THE RECORDS:
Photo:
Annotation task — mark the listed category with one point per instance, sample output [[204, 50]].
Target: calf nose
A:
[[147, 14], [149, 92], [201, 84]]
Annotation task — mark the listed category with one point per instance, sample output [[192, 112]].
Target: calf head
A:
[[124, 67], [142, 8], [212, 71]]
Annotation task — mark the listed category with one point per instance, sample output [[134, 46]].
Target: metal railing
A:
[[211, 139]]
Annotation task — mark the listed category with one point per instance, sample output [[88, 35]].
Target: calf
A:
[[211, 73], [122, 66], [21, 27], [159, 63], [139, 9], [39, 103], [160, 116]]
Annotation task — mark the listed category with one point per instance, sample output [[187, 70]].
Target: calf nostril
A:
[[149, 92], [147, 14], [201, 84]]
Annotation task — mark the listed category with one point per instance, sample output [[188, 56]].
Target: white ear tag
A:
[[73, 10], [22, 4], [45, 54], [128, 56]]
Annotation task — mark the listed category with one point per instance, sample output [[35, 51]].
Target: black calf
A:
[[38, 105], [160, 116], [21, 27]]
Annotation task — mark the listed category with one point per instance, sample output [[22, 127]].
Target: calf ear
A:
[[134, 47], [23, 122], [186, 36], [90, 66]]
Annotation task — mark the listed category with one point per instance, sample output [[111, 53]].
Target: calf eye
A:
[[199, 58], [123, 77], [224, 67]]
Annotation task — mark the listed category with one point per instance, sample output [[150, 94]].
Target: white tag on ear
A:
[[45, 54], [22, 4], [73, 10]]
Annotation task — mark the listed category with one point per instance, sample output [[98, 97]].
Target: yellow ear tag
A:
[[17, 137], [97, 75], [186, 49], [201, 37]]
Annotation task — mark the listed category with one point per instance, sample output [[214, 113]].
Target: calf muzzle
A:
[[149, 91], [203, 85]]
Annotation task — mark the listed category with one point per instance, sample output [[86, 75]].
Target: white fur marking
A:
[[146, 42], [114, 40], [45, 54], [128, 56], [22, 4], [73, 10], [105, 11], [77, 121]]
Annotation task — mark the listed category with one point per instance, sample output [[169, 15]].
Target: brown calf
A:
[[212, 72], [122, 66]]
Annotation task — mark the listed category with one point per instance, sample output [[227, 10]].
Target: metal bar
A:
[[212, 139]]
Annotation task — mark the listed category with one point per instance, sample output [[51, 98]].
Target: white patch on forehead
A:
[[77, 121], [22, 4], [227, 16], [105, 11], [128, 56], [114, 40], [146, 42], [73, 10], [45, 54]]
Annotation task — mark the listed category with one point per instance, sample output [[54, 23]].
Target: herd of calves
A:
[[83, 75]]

EXERCISE:
Taking the entries as a whole, work out how many lines contain the string "metal". Respond with only the number.

WRITTEN REPLY:
2